> WHAT YOU HAVE TO DO: Rewrite the material below, swapping each "bounding box" for "rectangle" and leaving everything else untouched.

> DATA SHOWN:
════════════════════

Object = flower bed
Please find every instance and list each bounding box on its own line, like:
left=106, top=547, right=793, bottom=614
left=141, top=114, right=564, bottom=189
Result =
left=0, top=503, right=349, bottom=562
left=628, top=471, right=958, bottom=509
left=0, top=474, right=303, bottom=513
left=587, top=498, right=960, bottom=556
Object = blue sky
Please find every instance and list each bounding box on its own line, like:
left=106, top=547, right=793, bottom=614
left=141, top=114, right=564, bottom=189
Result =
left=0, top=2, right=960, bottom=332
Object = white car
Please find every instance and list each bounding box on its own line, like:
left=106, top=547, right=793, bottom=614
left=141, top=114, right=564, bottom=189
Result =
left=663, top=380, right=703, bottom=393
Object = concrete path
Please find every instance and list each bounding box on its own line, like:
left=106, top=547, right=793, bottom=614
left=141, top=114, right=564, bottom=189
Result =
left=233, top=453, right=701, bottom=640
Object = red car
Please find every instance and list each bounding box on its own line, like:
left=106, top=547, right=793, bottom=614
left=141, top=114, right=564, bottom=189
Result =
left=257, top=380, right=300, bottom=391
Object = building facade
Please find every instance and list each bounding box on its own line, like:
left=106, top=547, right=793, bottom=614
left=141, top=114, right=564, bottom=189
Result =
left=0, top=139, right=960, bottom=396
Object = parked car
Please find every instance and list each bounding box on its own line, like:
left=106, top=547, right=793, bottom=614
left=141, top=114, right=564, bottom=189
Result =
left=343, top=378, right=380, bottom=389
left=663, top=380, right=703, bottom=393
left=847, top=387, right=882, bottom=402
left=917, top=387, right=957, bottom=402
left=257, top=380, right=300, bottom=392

════════════════════

> TASK ANSWER:
Object = flower bed
Please find every instance and list each rectangle on its own line, like:
left=106, top=547, right=793, bottom=614
left=141, top=114, right=564, bottom=189
Result =
left=0, top=503, right=349, bottom=562
left=628, top=471, right=958, bottom=509
left=0, top=474, right=303, bottom=513
left=587, top=498, right=960, bottom=556
Object = blue sky
Please find every instance and list each rectangle on its own line, like:
left=106, top=547, right=793, bottom=614
left=141, top=114, right=564, bottom=189
Result =
left=0, top=2, right=960, bottom=332
Object = white car
Please find every instance and list each rectangle on its own line, like:
left=106, top=547, right=793, bottom=614
left=141, top=114, right=564, bottom=189
Result =
left=663, top=380, right=703, bottom=393
Object = concrete path
Please find every instance and list each rectangle on its own line, like:
left=106, top=547, right=793, bottom=614
left=141, top=114, right=564, bottom=189
Result =
left=233, top=453, right=701, bottom=640
Object = red car
Please find every instance and list each rectangle on its own line, like:
left=106, top=547, right=793, bottom=614
left=141, top=114, right=564, bottom=189
Result =
left=257, top=380, right=300, bottom=391
Object = building facade
Please find every instance and list each rectangle on its own line, like:
left=106, top=547, right=793, bottom=614
left=141, top=114, right=564, bottom=189
Result =
left=0, top=139, right=960, bottom=396
Object = parked car
Please find every instance and list each rectangle on its own line, like:
left=106, top=547, right=793, bottom=614
left=141, top=114, right=564, bottom=189
Result =
left=343, top=378, right=380, bottom=389
left=663, top=380, right=703, bottom=393
left=847, top=387, right=882, bottom=402
left=917, top=387, right=957, bottom=402
left=257, top=380, right=300, bottom=392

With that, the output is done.